*Extracted material*.

━━━━

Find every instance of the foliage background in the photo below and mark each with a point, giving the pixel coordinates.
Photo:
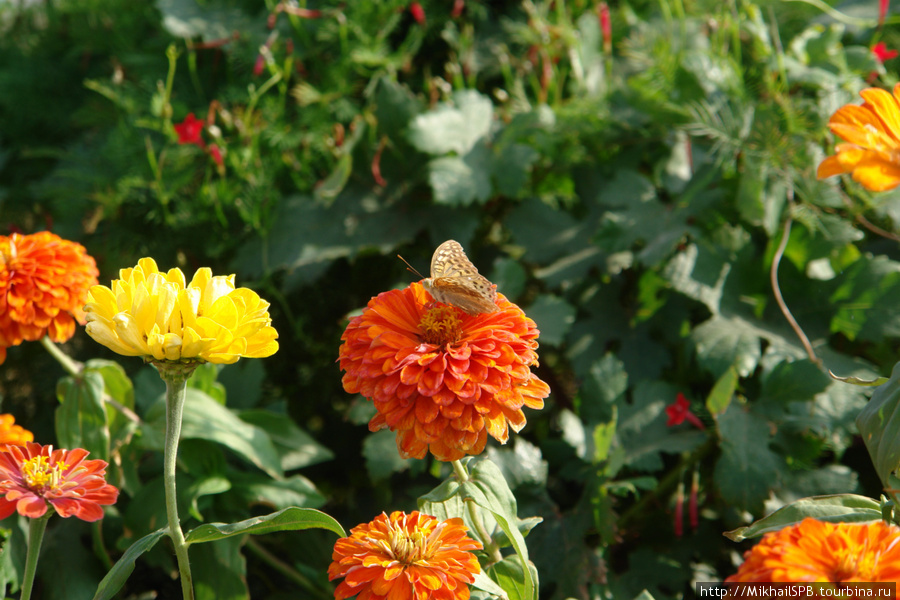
(631, 198)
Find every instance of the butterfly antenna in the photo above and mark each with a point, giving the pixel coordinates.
(410, 268)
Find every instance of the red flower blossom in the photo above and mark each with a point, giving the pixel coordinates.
(189, 131)
(413, 557)
(440, 378)
(680, 410)
(44, 281)
(819, 551)
(882, 53)
(33, 476)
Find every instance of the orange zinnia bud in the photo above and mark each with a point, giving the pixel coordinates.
(441, 378)
(412, 556)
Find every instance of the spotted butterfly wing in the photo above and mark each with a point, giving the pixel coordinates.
(455, 280)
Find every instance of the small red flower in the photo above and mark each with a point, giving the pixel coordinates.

━━━━

*Problem description*. Rewrite the data above as a Markdown table with the columns "Row" and "Text", giving each line its own numbered row. Skip blank lines and leave out the pictures.

*Worked answer*.
| Row | Text |
|---|---|
| 1 | Find every instance of the foliage background in the photo below and mark each with a point, giving the pixel coordinates. |
| 2 | Photo: |
| 3 | (631, 198) |
| 4 | Find every instance of the butterfly antenna in the photo above and mark each with a point, giving the pixel coordinates. |
| 5 | (410, 268) |
| 6 | Find every instance of the red flower blossom in the photo above and mark each with a point, giving the pixel coordinates. |
| 7 | (189, 131) |
| 8 | (413, 557) |
| 9 | (440, 378) |
| 10 | (680, 410) |
| 11 | (44, 281) |
| 12 | (819, 551) |
| 13 | (882, 53) |
| 14 | (33, 476) |
| 15 | Find every instance of the orange zinnia bud in the photo above and mark each with a point, giving the pixel coordinates. |
| 16 | (441, 378) |
| 17 | (412, 556) |
| 18 | Find every instance of the spotted butterfly wing in the photo above and mark each with a point, giving the pixel coordinates. |
| 19 | (455, 280) |
| 20 | Find every instance of the small red flower in the photo above and mark each with a point, giving the pixel coordinates. |